(Collection entries)
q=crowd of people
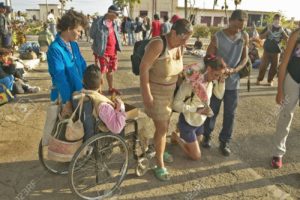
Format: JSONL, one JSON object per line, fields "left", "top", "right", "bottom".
{"left": 0, "top": 2, "right": 298, "bottom": 183}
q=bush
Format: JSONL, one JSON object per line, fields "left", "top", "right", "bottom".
{"left": 193, "top": 25, "right": 210, "bottom": 38}
{"left": 209, "top": 26, "right": 222, "bottom": 37}
{"left": 25, "top": 22, "right": 43, "bottom": 35}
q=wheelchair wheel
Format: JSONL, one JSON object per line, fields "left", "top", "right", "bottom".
{"left": 38, "top": 139, "right": 69, "bottom": 175}
{"left": 69, "top": 133, "right": 129, "bottom": 200}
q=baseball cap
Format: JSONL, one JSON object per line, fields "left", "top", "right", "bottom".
{"left": 0, "top": 2, "right": 6, "bottom": 8}
{"left": 108, "top": 5, "right": 121, "bottom": 15}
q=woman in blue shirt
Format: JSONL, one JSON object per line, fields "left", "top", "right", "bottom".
{"left": 47, "top": 10, "right": 88, "bottom": 117}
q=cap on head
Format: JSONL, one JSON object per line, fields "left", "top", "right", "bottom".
{"left": 0, "top": 2, "right": 6, "bottom": 9}
{"left": 108, "top": 5, "right": 121, "bottom": 15}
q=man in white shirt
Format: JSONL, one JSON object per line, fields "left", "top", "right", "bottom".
{"left": 47, "top": 9, "right": 56, "bottom": 37}
{"left": 15, "top": 11, "right": 25, "bottom": 25}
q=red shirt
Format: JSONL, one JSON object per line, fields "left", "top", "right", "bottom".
{"left": 105, "top": 20, "right": 117, "bottom": 55}
{"left": 152, "top": 20, "right": 161, "bottom": 37}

## PROBLEM REQUIREMENTS
Using the data above, return every line that contains the string "shirt".

## WRITTEN RESPONSE
q=woman in blue shirt
q=man in white shirt
q=red shirt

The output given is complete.